Bug 16685

Summary: eliminate List::empty() to cut down on PIC branches
Product: WebKit Reporter: Darin Adler <darin>
Component: JavaScriptCoreAssignee: Darin Adler <darin>
Status: RESOLVED FIXED    
Severity: Normal CC: ggaren
Priority: P2    
Version: 528+ (Nightly build)   
Hardware: Macintosh   
OS: OS X 10.4   
Attachments:
Description Flags
patch ggaren: review+

Description Darin Adler 2007-12-31 02:53:46 PST
This will eliminate the PIC branch from FunctionBodyNode::execute, which will speed things up quite a bit.
Comment 1 Darin Adler 2007-12-31 03:04:02 PST
Created attachment 18214 [details]
patch
Comment 2 Geoffrey Garen 2008-01-01 10:34:11 PST
This looks a little stinky to me:

-    localStorage.reserveCapacity(m_varStack.size() + m_parameters.size() + m_functionStack.size());
+    size_t totalSize = m_varStack.size() + m_parameters.size() + m_functionStack.size();
+    if (totalSize > localStorage.capacity()) // Doing this check inline avoids function call overhead.
+        localStorage.reserveCapacity(totalSize);

If this is really a measurable win, I think it would be preferable to change Vector, along these lines:

    template<typename T, size_t inlineCapacity>
    void Vector<T, inlineCapacity>::reserveCapacity(size_t newCapacity)
    inlne void reserveCapacity(size_t newCapacity)
    {
        if (newCapacity <= capacity())

(DATA SECTION):
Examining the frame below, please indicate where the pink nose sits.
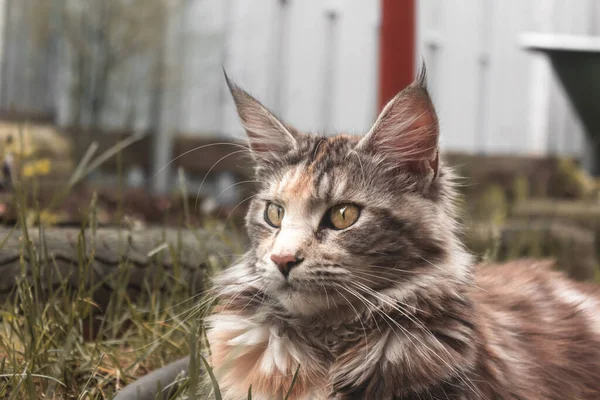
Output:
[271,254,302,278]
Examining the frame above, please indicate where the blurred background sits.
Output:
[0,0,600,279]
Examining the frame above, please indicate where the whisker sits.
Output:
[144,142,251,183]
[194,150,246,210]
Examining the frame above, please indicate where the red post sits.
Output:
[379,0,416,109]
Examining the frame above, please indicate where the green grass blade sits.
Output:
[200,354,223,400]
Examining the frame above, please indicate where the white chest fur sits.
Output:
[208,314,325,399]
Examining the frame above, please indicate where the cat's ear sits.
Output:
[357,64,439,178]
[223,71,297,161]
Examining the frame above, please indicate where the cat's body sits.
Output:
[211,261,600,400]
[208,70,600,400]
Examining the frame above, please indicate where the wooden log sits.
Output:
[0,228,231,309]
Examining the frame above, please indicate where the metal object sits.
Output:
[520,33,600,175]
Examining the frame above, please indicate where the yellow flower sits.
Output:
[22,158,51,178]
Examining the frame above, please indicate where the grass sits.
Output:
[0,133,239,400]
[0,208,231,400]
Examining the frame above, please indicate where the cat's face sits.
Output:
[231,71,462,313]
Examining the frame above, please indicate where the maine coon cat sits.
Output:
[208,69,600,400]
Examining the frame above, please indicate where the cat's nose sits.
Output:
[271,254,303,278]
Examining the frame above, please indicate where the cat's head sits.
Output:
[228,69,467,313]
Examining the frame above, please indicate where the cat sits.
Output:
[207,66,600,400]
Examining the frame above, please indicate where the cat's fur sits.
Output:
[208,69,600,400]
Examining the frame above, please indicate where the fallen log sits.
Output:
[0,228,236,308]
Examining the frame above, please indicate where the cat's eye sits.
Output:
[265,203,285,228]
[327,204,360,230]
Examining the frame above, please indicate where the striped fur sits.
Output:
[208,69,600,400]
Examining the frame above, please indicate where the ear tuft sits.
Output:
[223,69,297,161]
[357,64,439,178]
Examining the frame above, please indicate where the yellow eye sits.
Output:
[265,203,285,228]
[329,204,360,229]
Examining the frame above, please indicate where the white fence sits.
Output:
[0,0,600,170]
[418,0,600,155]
...
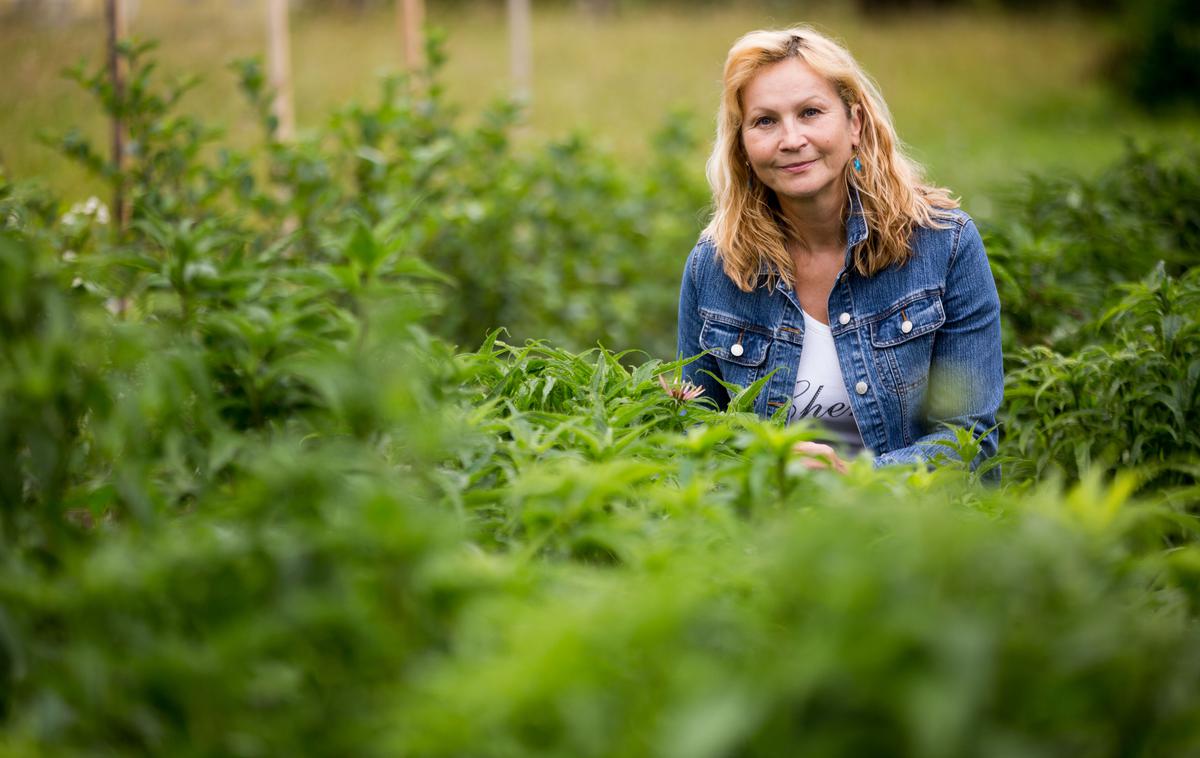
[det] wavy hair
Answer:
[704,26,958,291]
--
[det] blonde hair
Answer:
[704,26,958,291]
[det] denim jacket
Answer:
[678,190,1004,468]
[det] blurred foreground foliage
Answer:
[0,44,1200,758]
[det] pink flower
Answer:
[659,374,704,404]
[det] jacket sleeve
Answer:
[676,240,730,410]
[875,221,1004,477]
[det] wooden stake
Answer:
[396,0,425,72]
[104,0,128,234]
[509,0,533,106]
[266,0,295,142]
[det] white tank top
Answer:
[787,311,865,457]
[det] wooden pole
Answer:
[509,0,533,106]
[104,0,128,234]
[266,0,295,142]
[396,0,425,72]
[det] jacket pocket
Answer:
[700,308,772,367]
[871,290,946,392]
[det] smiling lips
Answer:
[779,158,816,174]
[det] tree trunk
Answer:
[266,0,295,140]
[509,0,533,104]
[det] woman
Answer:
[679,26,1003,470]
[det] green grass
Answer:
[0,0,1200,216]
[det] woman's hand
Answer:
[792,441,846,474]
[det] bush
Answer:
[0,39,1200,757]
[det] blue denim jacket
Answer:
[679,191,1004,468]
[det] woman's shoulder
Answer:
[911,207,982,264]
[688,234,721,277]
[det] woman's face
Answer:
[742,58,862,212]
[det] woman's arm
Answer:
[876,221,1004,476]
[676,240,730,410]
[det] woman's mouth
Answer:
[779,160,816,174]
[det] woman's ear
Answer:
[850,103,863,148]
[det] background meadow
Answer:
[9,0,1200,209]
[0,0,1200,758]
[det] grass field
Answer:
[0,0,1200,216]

(PROBLEM):
Quote from the bug report everything from "template<typename T, size_t" down to "void reserveCapacity(size_t newCapacity)". The items have no connection to the bug report.

(THE ANSWER):
template<typename T, size_t inlineCapacity>
    void Vector<T, inlineCapacity>::reserveCapacity(size_t newCapacity)
    inlne void reserveCapacity(size_t newCapacity)